#### TASK INPUT

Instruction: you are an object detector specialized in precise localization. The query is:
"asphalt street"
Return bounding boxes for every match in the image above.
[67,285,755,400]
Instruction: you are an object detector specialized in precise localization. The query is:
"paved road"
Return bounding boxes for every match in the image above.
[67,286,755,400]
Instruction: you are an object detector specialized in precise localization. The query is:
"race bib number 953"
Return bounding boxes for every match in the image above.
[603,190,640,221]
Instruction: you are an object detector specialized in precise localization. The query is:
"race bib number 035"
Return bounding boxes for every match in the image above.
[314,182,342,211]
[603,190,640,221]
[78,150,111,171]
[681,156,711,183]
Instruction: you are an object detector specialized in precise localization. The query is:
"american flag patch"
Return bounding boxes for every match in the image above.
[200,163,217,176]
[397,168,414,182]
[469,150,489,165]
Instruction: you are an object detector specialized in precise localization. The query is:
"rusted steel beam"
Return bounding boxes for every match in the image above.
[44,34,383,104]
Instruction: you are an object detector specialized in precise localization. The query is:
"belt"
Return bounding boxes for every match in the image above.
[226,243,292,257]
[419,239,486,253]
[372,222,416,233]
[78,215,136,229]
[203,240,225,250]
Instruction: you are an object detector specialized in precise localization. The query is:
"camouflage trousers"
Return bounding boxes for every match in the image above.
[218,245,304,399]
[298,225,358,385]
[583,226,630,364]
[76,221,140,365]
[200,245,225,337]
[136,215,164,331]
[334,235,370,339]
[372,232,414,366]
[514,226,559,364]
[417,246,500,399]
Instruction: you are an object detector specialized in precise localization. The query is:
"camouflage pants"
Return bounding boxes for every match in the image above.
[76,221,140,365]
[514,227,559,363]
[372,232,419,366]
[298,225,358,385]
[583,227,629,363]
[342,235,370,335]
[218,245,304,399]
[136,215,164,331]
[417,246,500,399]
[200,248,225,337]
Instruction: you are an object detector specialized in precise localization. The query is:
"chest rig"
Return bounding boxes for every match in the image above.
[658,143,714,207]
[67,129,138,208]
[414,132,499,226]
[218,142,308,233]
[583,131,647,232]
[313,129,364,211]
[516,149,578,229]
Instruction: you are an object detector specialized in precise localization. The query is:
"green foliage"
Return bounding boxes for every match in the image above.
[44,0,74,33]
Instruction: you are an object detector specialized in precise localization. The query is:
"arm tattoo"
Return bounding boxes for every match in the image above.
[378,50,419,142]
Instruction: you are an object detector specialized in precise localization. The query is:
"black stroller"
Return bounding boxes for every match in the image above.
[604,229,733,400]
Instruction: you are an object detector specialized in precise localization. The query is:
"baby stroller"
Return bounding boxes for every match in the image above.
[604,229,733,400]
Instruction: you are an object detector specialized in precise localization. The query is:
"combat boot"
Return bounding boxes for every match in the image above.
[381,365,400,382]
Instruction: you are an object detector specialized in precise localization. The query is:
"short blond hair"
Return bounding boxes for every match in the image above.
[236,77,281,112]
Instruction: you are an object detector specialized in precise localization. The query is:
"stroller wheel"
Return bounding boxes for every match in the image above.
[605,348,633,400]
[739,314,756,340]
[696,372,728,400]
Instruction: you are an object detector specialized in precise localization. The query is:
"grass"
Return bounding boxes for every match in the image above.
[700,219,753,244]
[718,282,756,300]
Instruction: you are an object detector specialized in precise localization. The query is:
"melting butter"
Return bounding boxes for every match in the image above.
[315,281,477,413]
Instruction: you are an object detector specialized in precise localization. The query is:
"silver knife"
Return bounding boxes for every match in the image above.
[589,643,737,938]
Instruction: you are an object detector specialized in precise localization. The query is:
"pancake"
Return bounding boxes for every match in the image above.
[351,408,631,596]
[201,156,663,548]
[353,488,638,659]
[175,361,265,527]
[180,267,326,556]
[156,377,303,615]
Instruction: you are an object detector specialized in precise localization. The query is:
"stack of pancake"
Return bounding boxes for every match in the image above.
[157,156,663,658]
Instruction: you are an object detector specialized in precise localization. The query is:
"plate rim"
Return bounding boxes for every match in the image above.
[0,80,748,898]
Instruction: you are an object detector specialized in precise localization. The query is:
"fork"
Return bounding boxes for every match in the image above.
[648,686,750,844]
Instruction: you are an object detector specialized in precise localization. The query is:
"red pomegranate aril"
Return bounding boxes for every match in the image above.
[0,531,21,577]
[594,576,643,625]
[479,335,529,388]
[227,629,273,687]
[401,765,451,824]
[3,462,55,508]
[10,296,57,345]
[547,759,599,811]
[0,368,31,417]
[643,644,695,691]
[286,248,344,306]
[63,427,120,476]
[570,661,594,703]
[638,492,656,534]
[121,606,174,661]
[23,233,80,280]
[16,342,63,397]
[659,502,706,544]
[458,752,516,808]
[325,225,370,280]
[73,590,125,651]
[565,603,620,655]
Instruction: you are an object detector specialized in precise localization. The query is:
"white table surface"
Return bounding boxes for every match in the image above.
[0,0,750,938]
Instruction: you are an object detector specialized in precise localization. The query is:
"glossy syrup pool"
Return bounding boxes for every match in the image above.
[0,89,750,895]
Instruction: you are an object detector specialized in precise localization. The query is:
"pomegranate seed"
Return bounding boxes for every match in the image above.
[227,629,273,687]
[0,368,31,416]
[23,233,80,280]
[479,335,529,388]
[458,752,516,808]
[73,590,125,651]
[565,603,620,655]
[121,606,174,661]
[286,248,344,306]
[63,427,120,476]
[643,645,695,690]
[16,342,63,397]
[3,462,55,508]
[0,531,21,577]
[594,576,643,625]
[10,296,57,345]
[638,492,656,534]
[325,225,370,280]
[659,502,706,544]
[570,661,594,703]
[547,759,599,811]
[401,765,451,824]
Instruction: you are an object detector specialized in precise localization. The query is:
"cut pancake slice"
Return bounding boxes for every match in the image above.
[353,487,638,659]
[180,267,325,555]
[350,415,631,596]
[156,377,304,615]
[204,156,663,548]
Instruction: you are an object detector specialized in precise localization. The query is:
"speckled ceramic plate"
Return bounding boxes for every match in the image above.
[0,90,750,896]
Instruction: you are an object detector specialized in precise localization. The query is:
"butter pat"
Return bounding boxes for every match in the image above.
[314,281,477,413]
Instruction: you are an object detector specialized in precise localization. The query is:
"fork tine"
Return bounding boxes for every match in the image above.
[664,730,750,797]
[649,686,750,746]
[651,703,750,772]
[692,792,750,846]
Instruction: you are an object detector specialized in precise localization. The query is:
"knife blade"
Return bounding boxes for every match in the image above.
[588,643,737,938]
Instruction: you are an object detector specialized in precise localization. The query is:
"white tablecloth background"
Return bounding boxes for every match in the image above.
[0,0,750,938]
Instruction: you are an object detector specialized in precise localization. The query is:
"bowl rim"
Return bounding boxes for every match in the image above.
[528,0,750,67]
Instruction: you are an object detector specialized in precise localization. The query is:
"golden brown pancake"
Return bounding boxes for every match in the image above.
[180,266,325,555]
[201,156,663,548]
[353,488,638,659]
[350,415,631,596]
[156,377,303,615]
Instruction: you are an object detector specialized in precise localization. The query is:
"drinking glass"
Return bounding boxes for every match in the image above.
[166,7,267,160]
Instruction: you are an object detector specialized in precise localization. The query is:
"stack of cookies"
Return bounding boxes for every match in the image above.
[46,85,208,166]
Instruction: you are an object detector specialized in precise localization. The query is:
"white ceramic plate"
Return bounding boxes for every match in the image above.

########

▶ [WORK REQUIRED]:
Please locate every line in the records that contains the word "ceramic", matching case exactly, and copy each of those lines in full.

▶ [OUTPUT OF THE TASK]:
"speckled ceramic plate"
"white ceramic plate"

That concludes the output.